Behind a young offensive line that featured three players getting their first collegiate start, Frazier did feel a little pressure. At those times, he moved out of the pocket and could not get off many accurate throws.
Frazier did a poor job of distributing the ball to his receivers. Only four Auburn payers caught passes from Frazier: Blake, Lutzenkirchen, Onterio McCalebb and Quan Bray.
Frazier had a chance to make an early name for himself and to lead a fourth-quarter drive that would have possibly tied the game. The attempt was more like Ryan Leaf than John Elway. Overthrows and almost a lost fumble highlighted the drive and Auburn did not threaten.
There is no reason to think that Frazier will not be a successful quarterback in the SEC. Right now, he remains a work in progress.
Secondary Needs to Improve in a Hurry
It was a bad night for the Auburn secondary. Actually, it's been a bad three years plus one game. Nothing appeared to have changed for the Auburn secondary with the change of Willie Martinez.

━━━━━━━━━━━━━━━━━━━━

**Your instructions**
Quote the Auburn football passage word for word from "Frazier had a" to "did not threaten.".

━━━━━━━━━━━━━━━━━━━━

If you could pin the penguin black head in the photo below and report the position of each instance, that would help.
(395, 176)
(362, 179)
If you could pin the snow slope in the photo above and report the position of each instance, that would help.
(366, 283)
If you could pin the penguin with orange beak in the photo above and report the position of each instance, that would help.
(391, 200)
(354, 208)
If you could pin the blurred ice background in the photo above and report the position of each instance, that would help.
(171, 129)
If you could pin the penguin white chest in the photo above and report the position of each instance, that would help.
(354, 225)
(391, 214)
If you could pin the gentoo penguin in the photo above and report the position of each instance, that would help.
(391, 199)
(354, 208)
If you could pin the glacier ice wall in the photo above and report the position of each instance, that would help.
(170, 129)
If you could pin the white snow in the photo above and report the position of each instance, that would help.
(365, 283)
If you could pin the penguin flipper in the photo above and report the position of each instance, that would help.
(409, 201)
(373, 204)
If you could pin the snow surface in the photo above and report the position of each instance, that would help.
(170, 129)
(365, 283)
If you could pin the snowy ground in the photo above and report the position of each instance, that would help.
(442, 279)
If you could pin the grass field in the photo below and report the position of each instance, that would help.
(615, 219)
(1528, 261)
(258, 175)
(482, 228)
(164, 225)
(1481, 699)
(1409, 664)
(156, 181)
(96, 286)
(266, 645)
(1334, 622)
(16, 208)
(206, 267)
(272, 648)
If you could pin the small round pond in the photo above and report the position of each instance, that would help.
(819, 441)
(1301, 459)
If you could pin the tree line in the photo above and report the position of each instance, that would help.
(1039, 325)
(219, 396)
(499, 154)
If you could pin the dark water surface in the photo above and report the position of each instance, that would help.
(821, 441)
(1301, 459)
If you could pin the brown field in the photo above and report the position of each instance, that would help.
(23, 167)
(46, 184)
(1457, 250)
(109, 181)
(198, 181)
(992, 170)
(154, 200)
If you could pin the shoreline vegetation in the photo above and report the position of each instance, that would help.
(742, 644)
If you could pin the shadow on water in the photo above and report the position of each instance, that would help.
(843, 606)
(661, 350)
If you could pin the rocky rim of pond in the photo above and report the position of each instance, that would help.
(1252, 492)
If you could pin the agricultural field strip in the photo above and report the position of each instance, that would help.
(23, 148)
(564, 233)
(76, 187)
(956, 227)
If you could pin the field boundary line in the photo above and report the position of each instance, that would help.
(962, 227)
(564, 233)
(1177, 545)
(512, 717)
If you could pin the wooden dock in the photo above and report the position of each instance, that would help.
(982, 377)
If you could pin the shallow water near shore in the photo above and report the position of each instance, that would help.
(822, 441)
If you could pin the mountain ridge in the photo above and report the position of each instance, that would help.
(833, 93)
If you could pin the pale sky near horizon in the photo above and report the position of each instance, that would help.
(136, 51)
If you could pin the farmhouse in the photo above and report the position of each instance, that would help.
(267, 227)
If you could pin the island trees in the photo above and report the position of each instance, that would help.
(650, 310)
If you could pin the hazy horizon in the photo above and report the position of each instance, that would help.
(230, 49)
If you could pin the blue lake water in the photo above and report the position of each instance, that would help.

━━━━━━━━━━━━━━━━━━━━

**Output**
Frazier had a chance to make an early name for himself and to lead a fourth-quarter drive that would have possibly tied the game. The attempt was more like Ryan Leaf than John Elway. Overthrows and almost a lost fumble highlighted the drive and Auburn did not threaten.